ISIS Presses Its War on Two Fronts: on the ground and online (The Moderate Voice)

cccccccccccccccccccccccc

ISIS is aggressively pressing its war on two fronts – and many believe they continue to be well-situated and are steadily advancing. The fronts: on the ground and online. The Christian Science Monitor notes:

For Islamic State fighters, the battle for dominance continues both on the ground and online: The extremists’ capture of the ancient Syrian site of Palmyra this week came with a Twitter-circulated photo of the group’s black flag flying over the city’s hilltop castle.

The militants’ decision to publicize their victory via social media is typical of the group’s strategy as it strives to use the Internet to push its propaganda forward – and it comes as the Obama administration faces increasing scrutiny of its policies for combating the extremist group on both fronts.

“A war of words continues, as both sides try to convince the world the momentum is in their favor,” national security reporter Paul D. Shinkman wrote for US News & World Report. “For the Islamic State group, it seems like yet another win.”

Indeed, the militants captured Palmyra – an ancient site that was “one of the most important cultural centres of the ancient world,” according to UNESCO – just days after they retook the Iraqi city of Ramadi, “undermining US assertions that the group is largely on the defensive after months of airstrikes by an international coalition,” The Washington Post reported.

## Records supplied
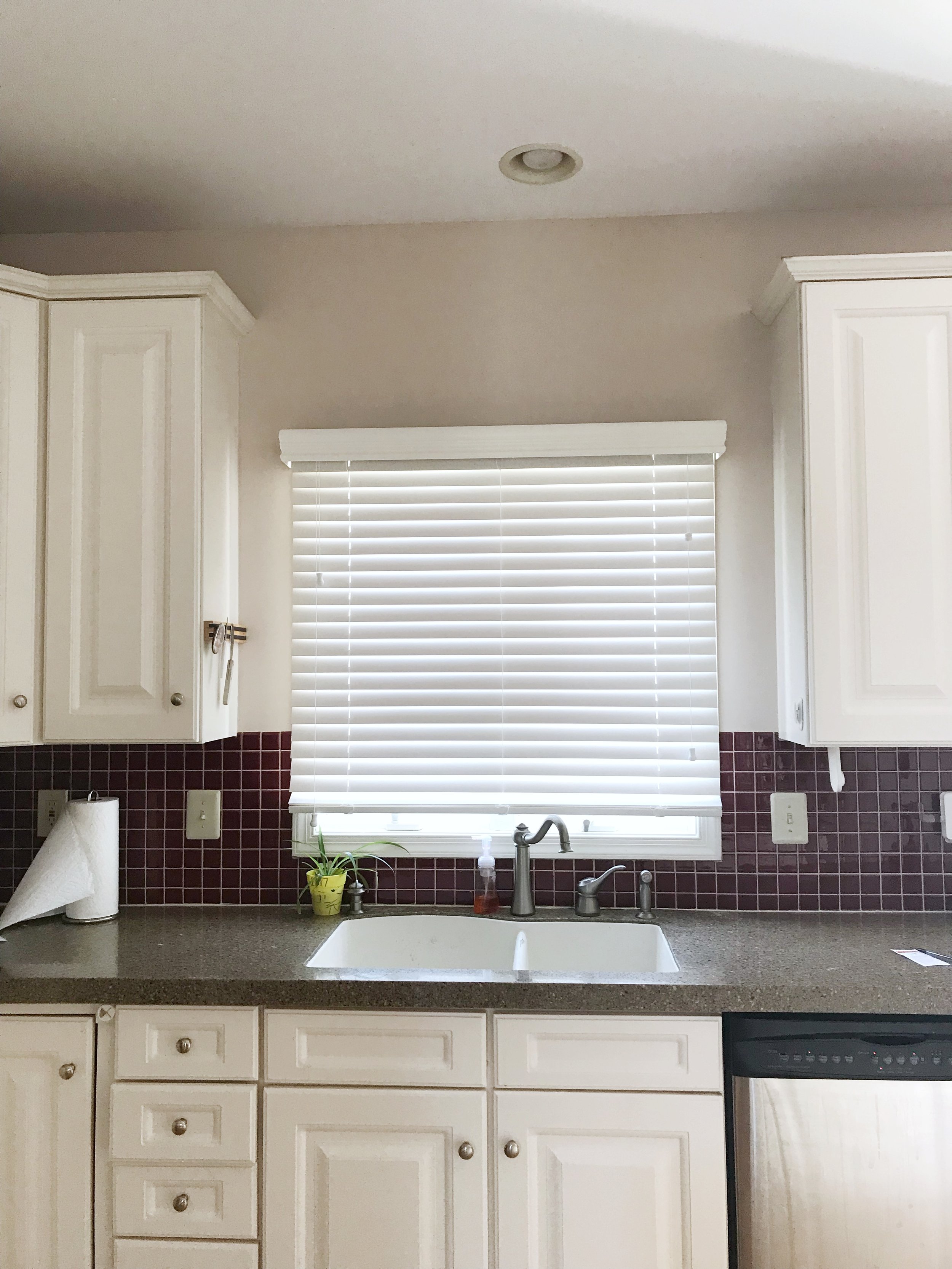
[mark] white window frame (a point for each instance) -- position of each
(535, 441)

...

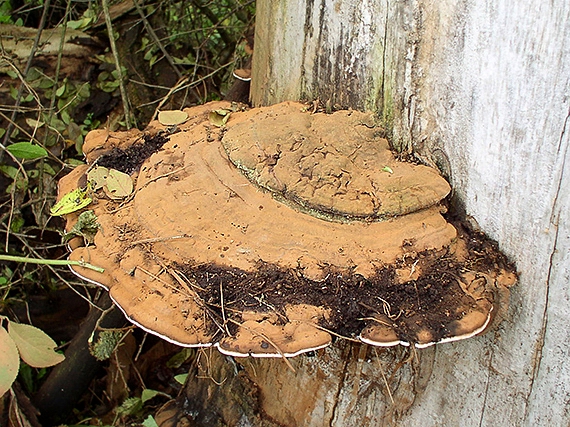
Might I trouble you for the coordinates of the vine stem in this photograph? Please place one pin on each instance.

## Task instructions
Repeat the passage from the ISIS article word for word, beginning at the words "For Islamic State" and stopping after the words "city’s hilltop castle.". The data comes from a separate source and is unrelated to the text.

## Solution below
For Islamic State fighters, the battle for dominance continues both on the ground and online: The extremists’ capture of the ancient Syrian site of Palmyra this week came with a Twitter-circulated photo of the group’s black flag flying over the city’s hilltop castle.